_Task prompt_
Set down the material once more, exactly as it appears.

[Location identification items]
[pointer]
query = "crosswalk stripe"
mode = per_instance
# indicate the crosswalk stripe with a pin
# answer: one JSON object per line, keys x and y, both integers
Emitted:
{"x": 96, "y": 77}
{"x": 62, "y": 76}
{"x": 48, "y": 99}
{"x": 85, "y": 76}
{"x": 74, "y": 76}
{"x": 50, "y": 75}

_Solved exercise_
[pointer]
query = "crosswalk stripe"
mode = per_instance
# indicate the crosswalk stripe with a pin
# answer: one JSON object per line, keys x and y, both integers
Emitted:
{"x": 96, "y": 77}
{"x": 62, "y": 76}
{"x": 48, "y": 99}
{"x": 85, "y": 76}
{"x": 74, "y": 76}
{"x": 50, "y": 75}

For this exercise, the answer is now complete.